Vorliegender Textauszug ->
☆ ☆ ☆ ☆ ☆ ☆ ☆
Kriegserfahrung des NS-Diktators

Rezensiert von Ernst Piper · 30.01.2011
Adolf Hitler hat im Ersten Weltkrieg als Soldat gekämpft. Seine Kriegserfahrung als Infanterist spielte während seiner Selbstdarstellung in der Weimarer Republik eine entscheidende Rolle, stellt Thomas Weber in seinem Buch fest.
Es ist wahr, Adolf Hitler hat im Ersten Weltkrieg als Soldat gekämpft. Er war Meldegänger im Reserveinfanterieregiment Nummer 16, dem sogenannten List-Regiment. Was er später über seine Rolle als Soldat zum besten gab, hatte allerdings wenig mit der Realität gemein.

Vier Jahre lang habe er in den mörderischen Schlachten des Stellungskriegs an der deutsch-französischen Front Kopf und Kragen riskiert, um das deutsche Vaterland zu verteidigen, während jüdische Drückeberger sich bequeme Posten in der Etappe verschafften. So der Mythos, den zu verbreiten nationalsozialistische Propagandisten nicht müde wurden. Und auch in den zahllosen Hitler-Biografien, die im Lauf der Zeit geschrieben wurden, ist dieses Bild kaum je ernsthaft in Frage gestellt worden.

Doch seit kurzem wissen wir es besser. Thomas Weber, der an der Universität von Aberdeen europäische Geschichte lehrt, hat in jahrelanger Arbeit die Akten des List-Regiments sowie Soldaten-Tagebücher, Feldpostbriefe, Berichte von Feldgeistlichen, Zeitungsartikel und vieles andere durchforscht. Mit großer Akribie zeigt Weber, dass Hitlers Schilderung der damaligen Ereignisse konstruiert ist und in vielen Punkten nicht der Realität entspricht.
☆ ☆ ☆ ☆ ☆ ☆ ☆
Zu bearbeitende Aufgaben ->
1. Gib aus der Rezension die Passage von „Es ist wahr, Adolf“ bis einschließlich „der Realität gemein.“ wortgetreu wieder.
2. Beantworte anhand der Rezension:
(a) In welchem Regiment war Hitler Meldegänger?
(b) An welcher Universität lehrt Thomas Weber?
(c) Wer hat die Rezension verfasst?
Die Auflistung hat mit der Rezension nichts zu tun.

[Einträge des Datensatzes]
☆ ☆ ☆ ☆ ☆ ☆ ☆
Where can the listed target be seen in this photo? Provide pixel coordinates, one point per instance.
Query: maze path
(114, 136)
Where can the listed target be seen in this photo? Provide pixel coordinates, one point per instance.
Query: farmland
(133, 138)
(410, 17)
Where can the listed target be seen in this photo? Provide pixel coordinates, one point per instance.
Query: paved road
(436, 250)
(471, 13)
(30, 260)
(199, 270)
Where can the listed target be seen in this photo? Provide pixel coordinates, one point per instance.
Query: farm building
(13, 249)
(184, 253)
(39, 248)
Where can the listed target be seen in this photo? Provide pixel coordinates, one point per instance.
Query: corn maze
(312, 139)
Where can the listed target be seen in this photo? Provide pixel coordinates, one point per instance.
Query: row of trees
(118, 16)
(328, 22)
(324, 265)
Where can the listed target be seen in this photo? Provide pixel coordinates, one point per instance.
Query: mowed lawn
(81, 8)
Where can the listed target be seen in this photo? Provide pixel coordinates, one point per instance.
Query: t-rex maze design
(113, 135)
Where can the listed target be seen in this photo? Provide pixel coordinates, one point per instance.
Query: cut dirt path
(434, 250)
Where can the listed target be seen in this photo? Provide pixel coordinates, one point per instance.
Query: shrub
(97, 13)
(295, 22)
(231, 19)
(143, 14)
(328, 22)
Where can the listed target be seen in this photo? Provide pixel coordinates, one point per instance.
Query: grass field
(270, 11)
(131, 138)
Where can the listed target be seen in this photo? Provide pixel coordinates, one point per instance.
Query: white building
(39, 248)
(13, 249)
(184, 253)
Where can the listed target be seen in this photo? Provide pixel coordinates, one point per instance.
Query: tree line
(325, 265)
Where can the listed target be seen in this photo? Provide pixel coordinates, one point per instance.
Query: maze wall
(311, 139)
☆ ☆ ☆ ☆ ☆ ☆ ☆
Lösungen je Aufgabe ->
1.
Es ist wahr, Adolf Hitler hat im Ersten Weltkrieg als Soldat gekämpft. Er war Meldegänger im Reserveinfanterieregiment Nummer 16, dem sogenannten List-Regiment. Was er später über seine Rolle als Soldat zum besten gab, hatte allerdings wenig mit der Realität gemein.

2.
(a) Im Reserveinfanterieregiment Nummer 16, dem sogenannten List-Regiment.
(b) An der Universität von Aberdeen.
(c) Ernst Piper.